DOCUMENT EXTRACT:

Fast learning organizations with a high proportion to
self-learning services are needed. Education shifts
from specialists to generalists and the roles like
trainer and trainee are taken alternately.
A framework model of People Organization On
Line & Change in a generic learning and business
context is shown figure 2.
Figure 2: POOL & Change framework.
This setup requires practical solutions for vCC to
exchange information, which are also suitable for
small and medium-sized enterprises, which enables
successful project management based on e-
communication and e-collaboration (Haber, Mayr et
al, 2010). But it also requires a boundary spanning
Management of Collaboration (MoC) to protect
against losses in the stack interaction between
innovation, facilitation and execution to interact in
order to optimize effectiveness and efficiency.
2.2 Management of Collaboration
Through virtualization boundaries are lost.
Therefore a protected space with trust for
syndication of followers is needed. This virtual ba
(Japanese, a shared space for emerging relationships,
Nonaka, 1998) needs through all business services
harmonization and synchronization.
From its design principle, a lot of different
execution platforms for crowd funding, crowd
sourcing, crowd workbenches, crowd distribution
exists today. Enterprises are still using software,
platforms and infrastructure as a Service supporting
the execution to produce products, deliver services
or generate co-creations.
The innovation facilitation MoC acts as the
boundary spanning glue between the entrepreneurs
with their new ideas on the one hand side and the
development and delivery forces on the other hand
side. Here one of the key tasks is the harmonization
and synchronization of all syndicated entities.

DATASET RECORDS:
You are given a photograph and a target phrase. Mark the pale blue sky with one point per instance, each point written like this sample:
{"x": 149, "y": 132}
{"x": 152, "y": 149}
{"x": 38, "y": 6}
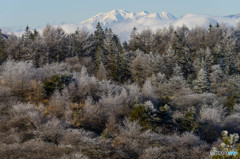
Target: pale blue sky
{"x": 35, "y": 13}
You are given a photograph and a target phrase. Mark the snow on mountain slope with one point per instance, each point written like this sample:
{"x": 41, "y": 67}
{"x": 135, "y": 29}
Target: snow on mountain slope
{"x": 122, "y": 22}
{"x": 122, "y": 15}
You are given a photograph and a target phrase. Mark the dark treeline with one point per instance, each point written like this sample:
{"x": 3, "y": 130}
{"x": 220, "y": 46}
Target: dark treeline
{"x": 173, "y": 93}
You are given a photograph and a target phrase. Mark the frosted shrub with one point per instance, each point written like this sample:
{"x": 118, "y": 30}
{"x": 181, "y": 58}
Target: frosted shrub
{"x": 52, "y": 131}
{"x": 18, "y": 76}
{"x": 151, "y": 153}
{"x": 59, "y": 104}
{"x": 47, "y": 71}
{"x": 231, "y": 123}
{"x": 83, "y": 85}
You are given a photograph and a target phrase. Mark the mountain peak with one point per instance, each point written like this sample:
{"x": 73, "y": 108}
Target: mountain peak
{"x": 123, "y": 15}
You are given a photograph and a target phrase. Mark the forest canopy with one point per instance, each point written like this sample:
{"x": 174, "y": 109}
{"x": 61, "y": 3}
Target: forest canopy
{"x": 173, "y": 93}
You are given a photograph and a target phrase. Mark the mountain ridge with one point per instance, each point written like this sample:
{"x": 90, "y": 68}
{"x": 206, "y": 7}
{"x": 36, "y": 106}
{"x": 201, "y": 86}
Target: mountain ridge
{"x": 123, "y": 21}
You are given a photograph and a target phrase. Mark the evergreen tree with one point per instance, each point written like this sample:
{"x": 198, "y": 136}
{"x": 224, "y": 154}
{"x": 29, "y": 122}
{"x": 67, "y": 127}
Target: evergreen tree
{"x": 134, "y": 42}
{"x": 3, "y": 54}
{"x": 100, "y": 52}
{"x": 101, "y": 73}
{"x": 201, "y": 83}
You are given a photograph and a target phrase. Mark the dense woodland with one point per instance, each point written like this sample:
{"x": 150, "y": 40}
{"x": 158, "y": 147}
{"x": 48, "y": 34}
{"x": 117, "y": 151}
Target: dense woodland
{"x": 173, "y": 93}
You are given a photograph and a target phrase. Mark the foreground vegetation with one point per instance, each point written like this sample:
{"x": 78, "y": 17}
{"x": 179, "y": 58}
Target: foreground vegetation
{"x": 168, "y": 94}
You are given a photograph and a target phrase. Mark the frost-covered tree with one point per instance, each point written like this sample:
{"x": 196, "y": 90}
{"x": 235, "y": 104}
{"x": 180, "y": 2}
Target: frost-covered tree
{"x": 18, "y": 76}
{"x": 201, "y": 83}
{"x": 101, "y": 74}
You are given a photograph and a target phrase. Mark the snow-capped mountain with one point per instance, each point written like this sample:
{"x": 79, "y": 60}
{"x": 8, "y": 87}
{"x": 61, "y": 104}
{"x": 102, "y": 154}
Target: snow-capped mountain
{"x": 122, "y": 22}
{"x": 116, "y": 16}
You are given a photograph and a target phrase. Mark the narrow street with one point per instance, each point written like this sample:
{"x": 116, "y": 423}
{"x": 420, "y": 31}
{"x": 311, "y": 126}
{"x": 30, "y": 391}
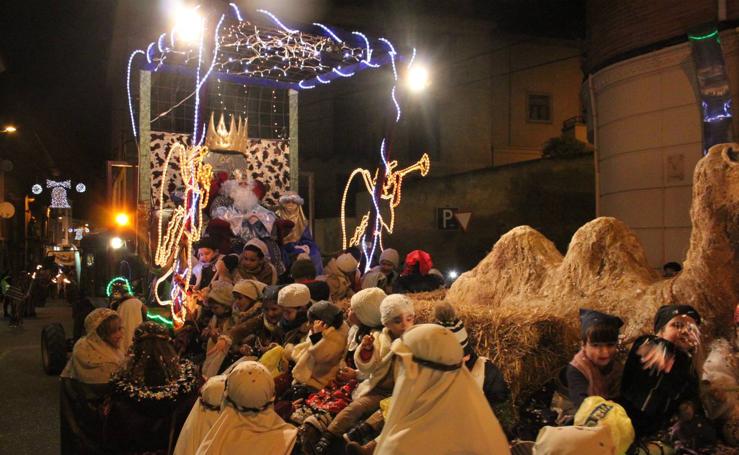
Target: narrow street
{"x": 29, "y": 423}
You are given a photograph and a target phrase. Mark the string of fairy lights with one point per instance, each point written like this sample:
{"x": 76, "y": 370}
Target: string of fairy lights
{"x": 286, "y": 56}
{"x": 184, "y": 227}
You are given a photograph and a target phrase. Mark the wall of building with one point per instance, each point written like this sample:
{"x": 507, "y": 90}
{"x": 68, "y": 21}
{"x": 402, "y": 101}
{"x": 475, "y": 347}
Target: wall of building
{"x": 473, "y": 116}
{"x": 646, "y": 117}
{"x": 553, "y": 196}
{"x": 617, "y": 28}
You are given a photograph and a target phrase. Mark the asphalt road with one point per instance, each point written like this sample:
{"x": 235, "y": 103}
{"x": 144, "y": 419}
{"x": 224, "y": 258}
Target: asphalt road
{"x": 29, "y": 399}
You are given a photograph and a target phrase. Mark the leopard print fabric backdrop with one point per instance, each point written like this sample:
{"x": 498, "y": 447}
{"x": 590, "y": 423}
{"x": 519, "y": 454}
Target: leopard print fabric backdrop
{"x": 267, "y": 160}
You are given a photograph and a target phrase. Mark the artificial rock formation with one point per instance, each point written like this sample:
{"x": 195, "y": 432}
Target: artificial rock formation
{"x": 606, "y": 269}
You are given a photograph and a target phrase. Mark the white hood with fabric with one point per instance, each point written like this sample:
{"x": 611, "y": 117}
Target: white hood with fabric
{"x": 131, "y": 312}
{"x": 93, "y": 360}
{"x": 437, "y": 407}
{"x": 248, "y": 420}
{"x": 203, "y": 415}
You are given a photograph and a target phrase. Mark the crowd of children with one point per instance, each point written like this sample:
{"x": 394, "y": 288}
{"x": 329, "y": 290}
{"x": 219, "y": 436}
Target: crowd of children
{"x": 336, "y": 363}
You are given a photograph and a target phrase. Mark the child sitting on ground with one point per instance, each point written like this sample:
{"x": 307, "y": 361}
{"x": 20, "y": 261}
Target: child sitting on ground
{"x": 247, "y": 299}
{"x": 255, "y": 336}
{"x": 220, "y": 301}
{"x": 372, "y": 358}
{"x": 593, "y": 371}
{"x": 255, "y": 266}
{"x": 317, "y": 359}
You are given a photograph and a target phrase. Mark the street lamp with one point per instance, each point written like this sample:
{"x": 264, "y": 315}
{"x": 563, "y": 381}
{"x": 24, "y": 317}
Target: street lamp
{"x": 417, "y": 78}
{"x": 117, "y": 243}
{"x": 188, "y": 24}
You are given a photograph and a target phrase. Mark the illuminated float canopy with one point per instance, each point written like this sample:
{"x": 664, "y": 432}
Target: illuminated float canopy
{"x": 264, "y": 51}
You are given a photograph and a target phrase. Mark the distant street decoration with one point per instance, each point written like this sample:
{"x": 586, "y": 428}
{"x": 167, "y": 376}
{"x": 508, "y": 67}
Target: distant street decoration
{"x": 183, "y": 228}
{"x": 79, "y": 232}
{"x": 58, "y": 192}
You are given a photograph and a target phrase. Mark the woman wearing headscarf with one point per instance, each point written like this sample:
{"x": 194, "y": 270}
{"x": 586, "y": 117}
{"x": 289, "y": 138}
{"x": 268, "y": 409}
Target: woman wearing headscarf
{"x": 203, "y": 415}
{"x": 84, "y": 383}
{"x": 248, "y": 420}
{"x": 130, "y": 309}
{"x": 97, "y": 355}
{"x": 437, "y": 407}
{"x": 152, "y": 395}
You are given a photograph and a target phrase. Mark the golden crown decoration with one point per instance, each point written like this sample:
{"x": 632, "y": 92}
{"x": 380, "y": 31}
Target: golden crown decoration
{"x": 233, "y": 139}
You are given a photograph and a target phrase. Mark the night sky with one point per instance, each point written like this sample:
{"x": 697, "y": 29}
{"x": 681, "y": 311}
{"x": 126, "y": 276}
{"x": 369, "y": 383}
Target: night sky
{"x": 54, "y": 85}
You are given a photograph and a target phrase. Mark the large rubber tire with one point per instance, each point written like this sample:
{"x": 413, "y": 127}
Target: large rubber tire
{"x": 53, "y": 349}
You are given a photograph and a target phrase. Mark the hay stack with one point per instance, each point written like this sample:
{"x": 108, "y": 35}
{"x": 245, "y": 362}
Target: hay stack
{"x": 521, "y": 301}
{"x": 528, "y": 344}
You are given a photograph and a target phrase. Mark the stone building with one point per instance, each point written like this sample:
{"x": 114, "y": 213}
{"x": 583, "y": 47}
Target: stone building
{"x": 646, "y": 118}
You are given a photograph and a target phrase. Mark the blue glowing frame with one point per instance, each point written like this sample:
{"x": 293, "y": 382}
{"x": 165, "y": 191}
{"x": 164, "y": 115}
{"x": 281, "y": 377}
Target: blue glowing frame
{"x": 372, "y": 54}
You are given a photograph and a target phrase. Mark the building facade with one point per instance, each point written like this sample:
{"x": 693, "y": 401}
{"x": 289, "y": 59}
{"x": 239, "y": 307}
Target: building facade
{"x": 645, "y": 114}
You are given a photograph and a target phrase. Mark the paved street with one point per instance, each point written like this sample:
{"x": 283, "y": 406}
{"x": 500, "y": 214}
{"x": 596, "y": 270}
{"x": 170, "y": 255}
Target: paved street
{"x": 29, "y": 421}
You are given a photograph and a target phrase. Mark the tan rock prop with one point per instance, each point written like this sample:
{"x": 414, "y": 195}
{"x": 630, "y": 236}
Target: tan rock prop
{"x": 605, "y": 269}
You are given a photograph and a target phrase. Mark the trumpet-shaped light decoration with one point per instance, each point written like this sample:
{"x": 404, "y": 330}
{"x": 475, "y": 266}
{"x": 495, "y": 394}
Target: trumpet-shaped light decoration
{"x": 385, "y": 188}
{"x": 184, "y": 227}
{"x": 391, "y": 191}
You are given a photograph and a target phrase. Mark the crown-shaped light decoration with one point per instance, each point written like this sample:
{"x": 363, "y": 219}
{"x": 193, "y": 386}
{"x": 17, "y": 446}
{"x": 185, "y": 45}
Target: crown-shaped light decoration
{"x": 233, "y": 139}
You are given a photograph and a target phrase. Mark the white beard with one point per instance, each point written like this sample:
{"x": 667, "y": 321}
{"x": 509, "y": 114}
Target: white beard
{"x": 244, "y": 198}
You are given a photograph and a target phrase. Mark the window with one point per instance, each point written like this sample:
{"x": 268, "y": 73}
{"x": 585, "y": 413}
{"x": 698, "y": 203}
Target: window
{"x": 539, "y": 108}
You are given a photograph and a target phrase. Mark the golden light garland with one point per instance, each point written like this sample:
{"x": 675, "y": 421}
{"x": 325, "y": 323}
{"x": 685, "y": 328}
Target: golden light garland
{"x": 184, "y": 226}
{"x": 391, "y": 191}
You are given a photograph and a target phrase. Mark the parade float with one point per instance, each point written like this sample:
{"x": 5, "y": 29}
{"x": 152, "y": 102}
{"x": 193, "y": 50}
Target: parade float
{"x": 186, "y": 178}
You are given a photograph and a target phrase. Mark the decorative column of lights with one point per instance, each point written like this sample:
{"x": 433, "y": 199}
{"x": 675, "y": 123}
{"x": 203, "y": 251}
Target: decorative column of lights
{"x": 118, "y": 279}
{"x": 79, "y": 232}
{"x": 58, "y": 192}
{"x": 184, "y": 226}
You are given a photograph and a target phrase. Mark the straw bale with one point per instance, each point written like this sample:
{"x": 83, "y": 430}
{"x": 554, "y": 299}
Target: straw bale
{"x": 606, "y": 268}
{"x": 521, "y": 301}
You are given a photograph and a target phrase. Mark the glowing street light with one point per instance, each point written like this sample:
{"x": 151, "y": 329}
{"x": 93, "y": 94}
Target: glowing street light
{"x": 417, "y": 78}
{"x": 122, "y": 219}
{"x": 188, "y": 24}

---

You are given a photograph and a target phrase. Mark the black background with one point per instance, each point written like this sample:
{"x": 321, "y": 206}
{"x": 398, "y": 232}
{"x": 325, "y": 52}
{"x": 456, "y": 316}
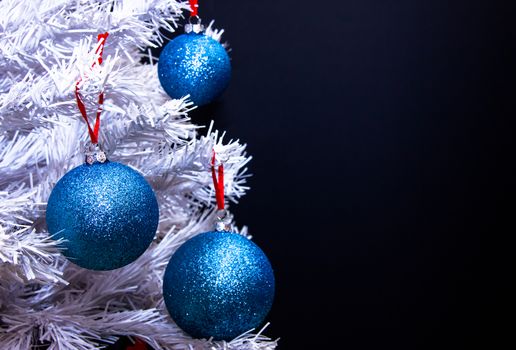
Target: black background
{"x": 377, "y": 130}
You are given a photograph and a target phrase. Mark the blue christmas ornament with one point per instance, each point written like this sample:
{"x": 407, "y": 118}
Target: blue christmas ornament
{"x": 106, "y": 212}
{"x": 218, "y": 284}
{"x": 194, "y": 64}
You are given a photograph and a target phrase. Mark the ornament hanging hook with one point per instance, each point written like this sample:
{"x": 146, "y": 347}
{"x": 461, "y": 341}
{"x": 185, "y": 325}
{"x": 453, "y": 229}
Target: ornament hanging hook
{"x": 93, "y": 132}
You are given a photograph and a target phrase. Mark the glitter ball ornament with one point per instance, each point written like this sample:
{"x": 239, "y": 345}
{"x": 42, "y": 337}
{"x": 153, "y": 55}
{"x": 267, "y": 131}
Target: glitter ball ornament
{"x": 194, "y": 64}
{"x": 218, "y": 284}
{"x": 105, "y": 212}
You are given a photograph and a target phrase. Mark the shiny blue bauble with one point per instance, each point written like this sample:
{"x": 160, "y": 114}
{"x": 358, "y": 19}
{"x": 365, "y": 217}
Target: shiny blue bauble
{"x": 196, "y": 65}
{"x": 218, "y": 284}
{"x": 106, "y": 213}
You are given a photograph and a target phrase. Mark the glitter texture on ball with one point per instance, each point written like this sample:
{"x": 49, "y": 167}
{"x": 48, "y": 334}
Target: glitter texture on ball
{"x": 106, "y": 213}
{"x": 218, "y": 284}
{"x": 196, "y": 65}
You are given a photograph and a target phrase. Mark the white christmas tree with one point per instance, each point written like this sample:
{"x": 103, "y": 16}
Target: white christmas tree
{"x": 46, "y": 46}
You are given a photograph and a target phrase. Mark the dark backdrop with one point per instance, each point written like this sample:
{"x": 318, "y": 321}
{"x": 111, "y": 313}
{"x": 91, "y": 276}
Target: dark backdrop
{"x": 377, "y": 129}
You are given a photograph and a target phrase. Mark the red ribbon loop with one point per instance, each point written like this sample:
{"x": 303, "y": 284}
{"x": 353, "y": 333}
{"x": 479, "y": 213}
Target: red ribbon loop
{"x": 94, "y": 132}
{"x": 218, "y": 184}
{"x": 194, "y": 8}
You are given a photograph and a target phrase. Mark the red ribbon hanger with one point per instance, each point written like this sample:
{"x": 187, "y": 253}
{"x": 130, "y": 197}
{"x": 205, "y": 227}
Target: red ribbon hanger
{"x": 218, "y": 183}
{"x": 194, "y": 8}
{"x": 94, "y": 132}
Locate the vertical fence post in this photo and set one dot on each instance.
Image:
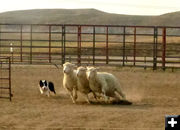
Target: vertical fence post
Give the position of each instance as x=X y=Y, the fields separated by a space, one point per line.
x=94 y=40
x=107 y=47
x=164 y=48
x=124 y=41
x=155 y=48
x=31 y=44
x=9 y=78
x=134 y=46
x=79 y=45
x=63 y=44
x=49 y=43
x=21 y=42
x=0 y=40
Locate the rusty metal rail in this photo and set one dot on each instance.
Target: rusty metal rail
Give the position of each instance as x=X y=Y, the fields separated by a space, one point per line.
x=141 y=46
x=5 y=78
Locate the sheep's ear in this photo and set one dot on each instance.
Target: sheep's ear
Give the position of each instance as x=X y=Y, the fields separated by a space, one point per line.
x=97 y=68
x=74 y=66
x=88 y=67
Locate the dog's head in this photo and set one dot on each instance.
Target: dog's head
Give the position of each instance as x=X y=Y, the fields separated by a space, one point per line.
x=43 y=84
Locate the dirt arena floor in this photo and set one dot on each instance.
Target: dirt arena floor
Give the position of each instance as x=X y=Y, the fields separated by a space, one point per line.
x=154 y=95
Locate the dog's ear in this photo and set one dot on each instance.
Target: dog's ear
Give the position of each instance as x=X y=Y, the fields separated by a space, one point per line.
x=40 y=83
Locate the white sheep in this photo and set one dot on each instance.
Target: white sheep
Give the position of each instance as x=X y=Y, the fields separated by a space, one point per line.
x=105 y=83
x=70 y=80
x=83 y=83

SHORT TASK A: List every kind of crowd execution platform that the passage on collaboration management names.
SHORT TASK B: Continue the passage on collaboration management from the point where it stops.
The records are separate material and have nothing to do with the passage on collaboration management.

OUTPUT A:
- crowd funding
- crowd sourcing
- crowd workbenches
- crowd distribution

OUTPUT B:
Therefore a virtual actor in the role of a MoC
manager needs a lot of different competences
(Franke, 2005) like:
co-competition competence = avoidance of
competitions in the cooperation
identity competence = sequential and parallel
cooperation in different teams
innovation competence = working agile in a
always changing setup
intercultural competence = integrating of many
different cultures
media based communication competence = using
ICT tools and protecting others from information
overkill
cooperation competence = interlocking working
processes between networks
customer integration competence = making open
innovation possible
management competence = adjusting strategies
to dynamic requirements
self learning competence = acquiring skills
predictive to keep employability
self management competence = working against
alienation and low social embedding
transitions competence = securing against
discontinuity in earnings
entrepreneurial action competence = acting
proactive seeing chances, reducing risks
confidence competence = building trust as the
foundation of co-generation
work-learn-life balance competence = avoiding
lack of stresses and loads.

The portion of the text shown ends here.